-- Start of Records provided --

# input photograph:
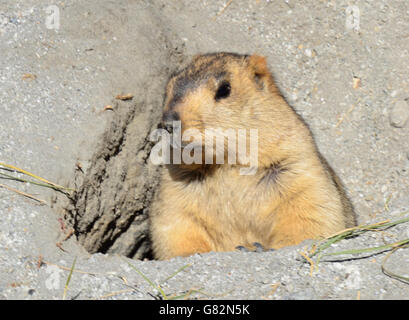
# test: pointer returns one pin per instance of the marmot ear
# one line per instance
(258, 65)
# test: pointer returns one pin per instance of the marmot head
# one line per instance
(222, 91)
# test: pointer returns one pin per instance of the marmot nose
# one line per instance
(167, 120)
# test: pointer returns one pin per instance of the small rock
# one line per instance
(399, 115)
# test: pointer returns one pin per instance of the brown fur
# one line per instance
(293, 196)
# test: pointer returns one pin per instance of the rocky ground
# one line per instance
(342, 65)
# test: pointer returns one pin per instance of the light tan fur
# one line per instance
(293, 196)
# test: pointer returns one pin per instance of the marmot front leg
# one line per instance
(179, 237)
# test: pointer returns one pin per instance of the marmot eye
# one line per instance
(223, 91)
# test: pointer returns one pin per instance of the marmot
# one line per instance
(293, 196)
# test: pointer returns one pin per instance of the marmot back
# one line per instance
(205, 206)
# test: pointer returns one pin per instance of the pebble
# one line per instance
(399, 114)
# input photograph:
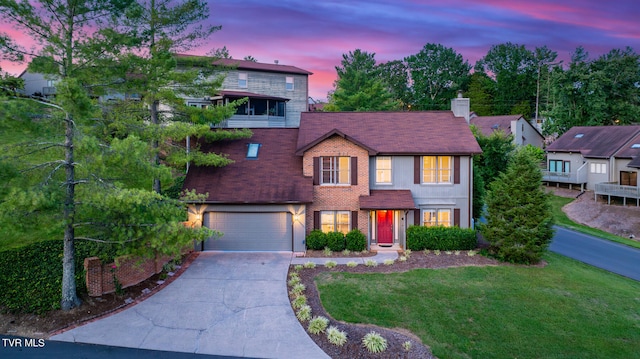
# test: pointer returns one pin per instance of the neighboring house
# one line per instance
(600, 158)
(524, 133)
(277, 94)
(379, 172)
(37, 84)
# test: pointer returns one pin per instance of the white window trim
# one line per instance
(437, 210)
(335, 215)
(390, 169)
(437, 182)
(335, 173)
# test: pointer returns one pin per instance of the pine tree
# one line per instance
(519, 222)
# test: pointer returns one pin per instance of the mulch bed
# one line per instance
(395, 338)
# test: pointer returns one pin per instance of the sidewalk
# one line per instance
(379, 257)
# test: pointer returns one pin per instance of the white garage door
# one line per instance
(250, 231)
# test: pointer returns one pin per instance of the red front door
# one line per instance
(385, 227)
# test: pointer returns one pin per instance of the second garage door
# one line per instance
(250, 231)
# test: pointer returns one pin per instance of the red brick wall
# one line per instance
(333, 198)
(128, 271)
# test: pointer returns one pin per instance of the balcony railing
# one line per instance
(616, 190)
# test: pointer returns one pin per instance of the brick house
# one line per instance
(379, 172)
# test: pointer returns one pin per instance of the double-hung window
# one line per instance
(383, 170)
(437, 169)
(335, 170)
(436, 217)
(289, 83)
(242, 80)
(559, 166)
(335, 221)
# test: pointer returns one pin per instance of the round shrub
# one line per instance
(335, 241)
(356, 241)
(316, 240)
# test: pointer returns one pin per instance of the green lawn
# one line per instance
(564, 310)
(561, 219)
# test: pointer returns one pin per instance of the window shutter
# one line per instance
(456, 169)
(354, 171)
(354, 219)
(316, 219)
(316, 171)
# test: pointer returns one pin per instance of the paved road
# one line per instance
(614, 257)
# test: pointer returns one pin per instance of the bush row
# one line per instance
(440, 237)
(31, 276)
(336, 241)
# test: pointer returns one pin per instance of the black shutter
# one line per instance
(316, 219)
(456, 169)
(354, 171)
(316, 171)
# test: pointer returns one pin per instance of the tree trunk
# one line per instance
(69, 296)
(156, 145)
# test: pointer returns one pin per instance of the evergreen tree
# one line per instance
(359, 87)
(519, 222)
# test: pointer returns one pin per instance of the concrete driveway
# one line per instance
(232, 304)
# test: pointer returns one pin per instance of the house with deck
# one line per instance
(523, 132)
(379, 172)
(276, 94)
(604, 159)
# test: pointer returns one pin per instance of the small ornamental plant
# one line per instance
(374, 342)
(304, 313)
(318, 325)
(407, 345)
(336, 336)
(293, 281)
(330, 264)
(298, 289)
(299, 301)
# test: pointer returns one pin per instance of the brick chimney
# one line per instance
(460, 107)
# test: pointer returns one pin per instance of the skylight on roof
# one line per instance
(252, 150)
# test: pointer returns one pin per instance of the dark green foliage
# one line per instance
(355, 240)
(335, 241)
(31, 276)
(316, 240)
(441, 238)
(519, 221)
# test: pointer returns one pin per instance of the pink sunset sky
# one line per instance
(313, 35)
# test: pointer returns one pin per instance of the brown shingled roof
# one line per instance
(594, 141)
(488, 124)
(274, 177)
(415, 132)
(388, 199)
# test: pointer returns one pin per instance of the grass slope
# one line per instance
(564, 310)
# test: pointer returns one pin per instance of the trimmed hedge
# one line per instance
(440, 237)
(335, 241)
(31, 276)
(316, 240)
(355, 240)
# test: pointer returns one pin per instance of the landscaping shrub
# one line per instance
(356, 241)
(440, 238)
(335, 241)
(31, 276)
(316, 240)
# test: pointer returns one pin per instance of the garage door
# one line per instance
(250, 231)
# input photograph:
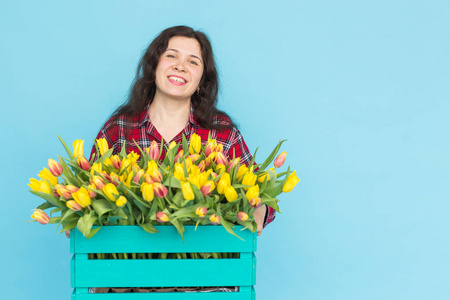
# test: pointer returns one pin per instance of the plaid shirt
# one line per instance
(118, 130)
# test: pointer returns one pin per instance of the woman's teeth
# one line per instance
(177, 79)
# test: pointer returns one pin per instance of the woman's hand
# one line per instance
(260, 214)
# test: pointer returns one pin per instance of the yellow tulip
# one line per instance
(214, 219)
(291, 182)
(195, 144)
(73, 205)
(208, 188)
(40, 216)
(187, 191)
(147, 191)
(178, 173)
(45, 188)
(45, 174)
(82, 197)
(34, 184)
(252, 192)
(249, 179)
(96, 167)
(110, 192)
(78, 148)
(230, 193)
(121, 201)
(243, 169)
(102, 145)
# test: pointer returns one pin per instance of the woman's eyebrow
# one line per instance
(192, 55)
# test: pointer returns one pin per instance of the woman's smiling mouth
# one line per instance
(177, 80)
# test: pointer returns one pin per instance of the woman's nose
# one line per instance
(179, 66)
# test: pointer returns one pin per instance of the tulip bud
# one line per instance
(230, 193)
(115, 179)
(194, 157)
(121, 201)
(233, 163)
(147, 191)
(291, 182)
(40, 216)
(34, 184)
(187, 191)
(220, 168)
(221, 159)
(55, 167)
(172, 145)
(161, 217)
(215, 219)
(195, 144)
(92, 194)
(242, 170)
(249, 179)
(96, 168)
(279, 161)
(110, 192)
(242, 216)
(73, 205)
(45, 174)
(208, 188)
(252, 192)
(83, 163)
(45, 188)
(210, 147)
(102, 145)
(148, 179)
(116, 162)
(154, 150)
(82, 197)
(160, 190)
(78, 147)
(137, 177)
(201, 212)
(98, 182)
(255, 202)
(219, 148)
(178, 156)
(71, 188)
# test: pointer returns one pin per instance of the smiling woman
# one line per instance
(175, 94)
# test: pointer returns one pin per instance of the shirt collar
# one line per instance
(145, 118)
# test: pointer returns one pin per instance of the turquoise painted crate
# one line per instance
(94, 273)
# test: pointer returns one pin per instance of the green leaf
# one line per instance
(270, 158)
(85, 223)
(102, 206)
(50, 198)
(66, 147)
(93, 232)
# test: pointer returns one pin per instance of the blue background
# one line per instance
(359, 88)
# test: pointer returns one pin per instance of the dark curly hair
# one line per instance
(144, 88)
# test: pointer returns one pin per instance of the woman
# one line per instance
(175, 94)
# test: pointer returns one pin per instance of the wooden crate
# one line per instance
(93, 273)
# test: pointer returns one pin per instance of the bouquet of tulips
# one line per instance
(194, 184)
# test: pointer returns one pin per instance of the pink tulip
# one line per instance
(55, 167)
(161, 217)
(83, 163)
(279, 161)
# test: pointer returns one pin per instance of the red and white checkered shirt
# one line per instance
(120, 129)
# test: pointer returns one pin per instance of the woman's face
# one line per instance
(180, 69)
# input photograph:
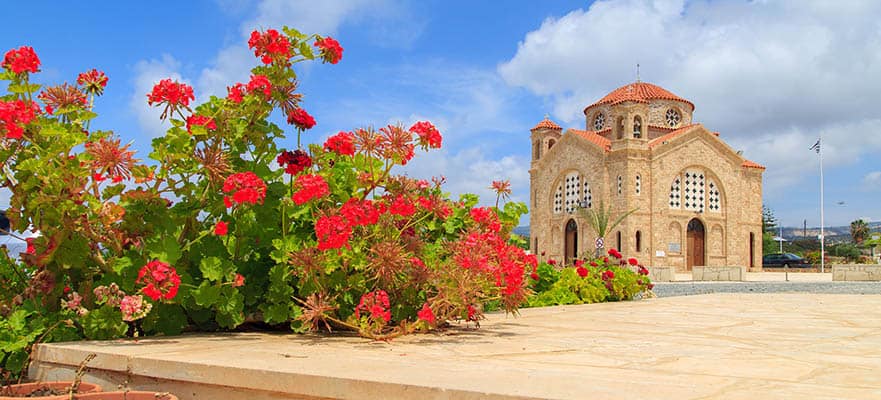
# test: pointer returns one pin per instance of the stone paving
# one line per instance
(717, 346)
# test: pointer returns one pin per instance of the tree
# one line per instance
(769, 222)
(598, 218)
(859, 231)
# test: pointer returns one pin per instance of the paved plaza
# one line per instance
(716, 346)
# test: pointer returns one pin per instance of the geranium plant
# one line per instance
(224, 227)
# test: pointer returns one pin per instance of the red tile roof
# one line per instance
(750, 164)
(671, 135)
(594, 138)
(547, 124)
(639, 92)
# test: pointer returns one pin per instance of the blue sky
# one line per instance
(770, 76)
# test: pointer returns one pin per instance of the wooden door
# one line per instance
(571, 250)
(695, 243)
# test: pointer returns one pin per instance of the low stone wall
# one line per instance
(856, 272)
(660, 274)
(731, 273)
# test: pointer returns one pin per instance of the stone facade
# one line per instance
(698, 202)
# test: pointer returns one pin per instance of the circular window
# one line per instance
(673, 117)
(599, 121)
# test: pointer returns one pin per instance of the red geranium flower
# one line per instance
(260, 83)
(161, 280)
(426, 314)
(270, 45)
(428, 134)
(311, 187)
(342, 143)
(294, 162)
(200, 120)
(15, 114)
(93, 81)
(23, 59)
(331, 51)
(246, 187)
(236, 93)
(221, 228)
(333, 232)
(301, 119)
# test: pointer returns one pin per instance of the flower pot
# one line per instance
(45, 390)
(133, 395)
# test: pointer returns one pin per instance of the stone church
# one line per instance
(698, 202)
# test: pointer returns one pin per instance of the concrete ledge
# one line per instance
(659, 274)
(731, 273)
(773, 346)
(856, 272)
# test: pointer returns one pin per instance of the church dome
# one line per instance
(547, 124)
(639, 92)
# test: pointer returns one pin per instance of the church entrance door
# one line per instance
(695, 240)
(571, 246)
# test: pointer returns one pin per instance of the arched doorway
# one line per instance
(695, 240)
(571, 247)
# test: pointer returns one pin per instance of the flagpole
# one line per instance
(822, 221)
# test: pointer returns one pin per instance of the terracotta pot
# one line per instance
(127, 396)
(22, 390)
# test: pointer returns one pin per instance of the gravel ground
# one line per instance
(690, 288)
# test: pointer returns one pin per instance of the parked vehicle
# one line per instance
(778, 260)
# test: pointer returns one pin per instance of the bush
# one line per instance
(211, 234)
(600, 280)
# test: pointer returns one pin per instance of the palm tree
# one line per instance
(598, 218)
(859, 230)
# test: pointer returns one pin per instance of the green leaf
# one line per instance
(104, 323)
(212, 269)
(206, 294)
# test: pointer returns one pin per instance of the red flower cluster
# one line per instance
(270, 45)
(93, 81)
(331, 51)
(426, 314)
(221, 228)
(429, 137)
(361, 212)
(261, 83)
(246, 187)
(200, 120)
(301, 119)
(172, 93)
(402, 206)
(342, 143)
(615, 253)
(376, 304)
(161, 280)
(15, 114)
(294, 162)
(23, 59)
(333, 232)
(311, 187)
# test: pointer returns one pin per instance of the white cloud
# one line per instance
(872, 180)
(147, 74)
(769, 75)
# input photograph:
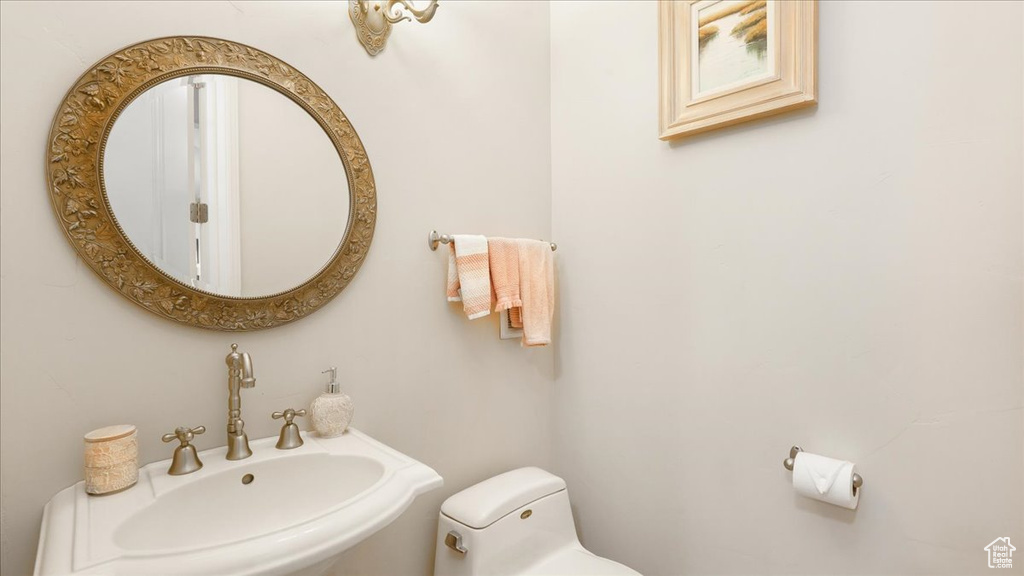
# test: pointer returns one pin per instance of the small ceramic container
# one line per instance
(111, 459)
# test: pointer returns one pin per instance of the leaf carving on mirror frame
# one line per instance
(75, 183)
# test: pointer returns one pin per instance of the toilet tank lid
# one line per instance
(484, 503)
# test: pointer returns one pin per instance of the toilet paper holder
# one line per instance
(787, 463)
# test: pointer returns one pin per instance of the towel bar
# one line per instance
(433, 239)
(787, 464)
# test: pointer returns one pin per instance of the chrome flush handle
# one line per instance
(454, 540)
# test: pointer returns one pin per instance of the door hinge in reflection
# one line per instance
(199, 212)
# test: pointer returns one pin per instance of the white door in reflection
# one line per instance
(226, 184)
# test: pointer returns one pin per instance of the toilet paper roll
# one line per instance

-- End of Records provided --

**Exercise directions**
Starting at the line that contains "door in reflection" and ending at the last line of the entries, give those lines as a JSON list of strings with one string per line and no blank lines.

**Answer**
[
  "# test: pointer returns one pin per instance of the white door in reflection",
  "# one line per instance",
  "(226, 184)",
  "# test: pointer returns one pin per instance of the toilet paper roll",
  "# one line per instance"
]